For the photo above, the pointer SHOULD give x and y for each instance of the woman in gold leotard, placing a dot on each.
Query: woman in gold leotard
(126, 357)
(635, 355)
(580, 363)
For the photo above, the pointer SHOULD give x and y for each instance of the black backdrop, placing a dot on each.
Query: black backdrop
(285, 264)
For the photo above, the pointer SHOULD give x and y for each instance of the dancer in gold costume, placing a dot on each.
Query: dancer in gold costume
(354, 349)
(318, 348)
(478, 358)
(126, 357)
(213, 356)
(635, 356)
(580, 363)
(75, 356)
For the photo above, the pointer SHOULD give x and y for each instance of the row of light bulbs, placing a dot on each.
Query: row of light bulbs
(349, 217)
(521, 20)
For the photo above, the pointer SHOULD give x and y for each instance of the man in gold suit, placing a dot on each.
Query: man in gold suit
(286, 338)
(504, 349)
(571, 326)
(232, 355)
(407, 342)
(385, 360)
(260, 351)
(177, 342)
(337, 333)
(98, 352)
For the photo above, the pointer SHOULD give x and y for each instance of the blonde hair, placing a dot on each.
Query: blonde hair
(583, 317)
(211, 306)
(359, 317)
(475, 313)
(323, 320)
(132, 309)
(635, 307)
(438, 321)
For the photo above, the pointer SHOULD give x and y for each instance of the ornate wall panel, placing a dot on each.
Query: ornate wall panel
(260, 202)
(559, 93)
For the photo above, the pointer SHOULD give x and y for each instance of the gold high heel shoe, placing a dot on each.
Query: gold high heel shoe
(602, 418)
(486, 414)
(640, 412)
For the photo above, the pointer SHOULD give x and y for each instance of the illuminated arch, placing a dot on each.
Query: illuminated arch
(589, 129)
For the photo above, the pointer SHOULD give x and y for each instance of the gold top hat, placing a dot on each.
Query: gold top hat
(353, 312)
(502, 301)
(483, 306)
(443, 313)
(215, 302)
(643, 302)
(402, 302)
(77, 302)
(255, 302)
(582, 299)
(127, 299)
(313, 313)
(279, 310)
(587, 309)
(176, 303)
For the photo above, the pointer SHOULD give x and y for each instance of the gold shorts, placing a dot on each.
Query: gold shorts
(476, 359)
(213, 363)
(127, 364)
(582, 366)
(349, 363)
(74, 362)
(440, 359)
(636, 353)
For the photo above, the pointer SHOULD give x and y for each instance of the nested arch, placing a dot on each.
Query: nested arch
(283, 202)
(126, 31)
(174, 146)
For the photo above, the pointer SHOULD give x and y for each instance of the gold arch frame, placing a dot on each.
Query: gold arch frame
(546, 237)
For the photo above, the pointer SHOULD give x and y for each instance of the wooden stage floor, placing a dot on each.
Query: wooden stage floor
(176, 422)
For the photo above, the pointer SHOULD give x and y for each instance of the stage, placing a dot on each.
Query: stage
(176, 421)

§ §

> [To do]
Please render the entries above as a Markdown table with the columns Row and Line, numbering each row and leaving out blank lines. Begin at the line that contains "floor, placing a dot on each." and continue through the end of the entries.

> [The result]
| Row | Line |
|---|---|
| 1 | For the photo above, the pointer SHOULD give x and y for each instance of the wooden stage floor, placing a dot on each. |
| 2 | Query: wooden stage floor |
| 3 | (176, 422) |
| 4 | For the photo above, the pointer SHOULD give x and y for each instance of the stage, placing a dot on each. |
| 5 | Query: stage |
| 6 | (176, 421) |